→ EXERCISE REQUIREMENTS
Please return, word for word, the lines of the material below that begin at the line containing "As a courtesy, could you identify the paved" and stop after the line containing "[0,596,515,818]". Include only those lines.

→ INFORMATION GIVEN
○ ○ ○
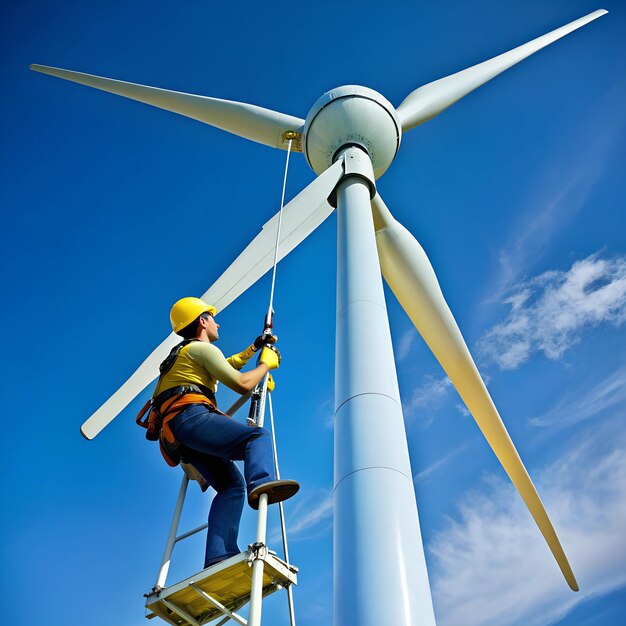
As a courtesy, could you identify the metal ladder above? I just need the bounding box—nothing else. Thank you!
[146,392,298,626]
○ ○ ○
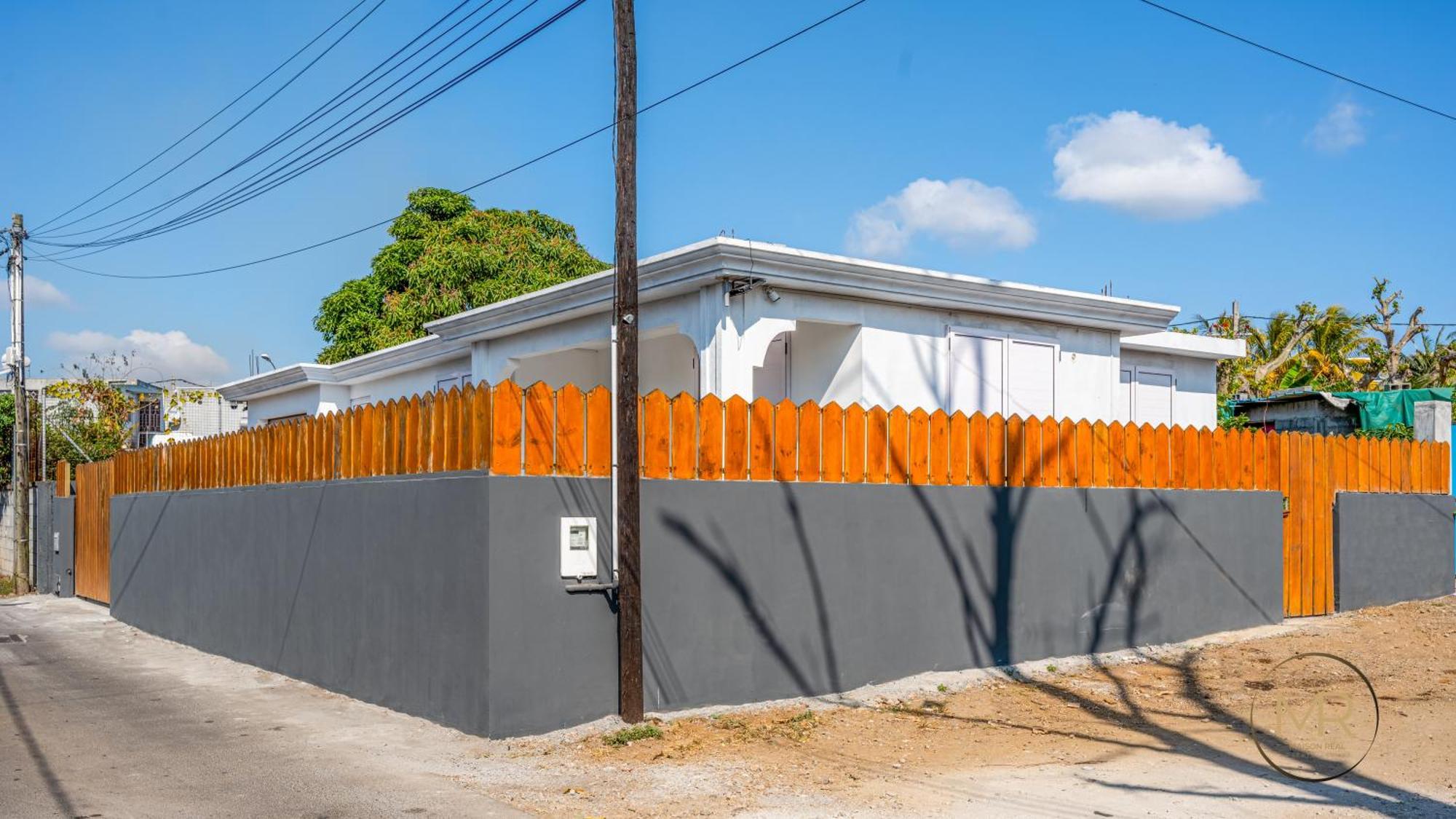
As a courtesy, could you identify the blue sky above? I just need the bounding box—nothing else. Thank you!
○ ○ ○
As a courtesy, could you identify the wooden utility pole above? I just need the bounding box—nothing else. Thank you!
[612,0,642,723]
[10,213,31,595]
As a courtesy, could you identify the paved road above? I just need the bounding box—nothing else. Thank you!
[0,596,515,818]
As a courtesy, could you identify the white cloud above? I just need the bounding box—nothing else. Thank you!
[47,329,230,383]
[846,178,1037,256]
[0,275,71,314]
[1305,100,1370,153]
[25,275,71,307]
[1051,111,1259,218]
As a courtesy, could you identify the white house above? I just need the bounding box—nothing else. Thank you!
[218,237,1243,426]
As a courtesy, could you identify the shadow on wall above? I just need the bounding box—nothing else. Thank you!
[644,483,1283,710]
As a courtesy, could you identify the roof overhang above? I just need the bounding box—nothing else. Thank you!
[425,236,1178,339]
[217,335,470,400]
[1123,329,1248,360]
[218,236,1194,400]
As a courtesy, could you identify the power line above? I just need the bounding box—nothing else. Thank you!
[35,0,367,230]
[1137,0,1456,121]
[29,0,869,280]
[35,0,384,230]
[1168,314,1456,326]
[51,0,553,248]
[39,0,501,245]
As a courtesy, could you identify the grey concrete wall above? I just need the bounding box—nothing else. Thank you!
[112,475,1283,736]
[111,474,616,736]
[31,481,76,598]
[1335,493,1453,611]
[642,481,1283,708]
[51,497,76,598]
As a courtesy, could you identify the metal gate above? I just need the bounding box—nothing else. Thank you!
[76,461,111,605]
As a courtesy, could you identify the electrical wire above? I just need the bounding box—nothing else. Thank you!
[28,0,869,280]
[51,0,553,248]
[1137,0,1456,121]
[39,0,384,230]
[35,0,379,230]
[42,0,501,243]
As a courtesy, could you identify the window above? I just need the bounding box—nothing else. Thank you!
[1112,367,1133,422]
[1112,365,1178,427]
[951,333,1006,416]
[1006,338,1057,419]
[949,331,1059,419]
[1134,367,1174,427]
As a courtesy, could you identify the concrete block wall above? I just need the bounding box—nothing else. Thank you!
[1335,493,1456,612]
○ ○ ○
→ OUTPUT BELOW
As a courtesy, could you identify the paved road above? I just need the bounding box—nothing else. Thank you!
[0,596,515,818]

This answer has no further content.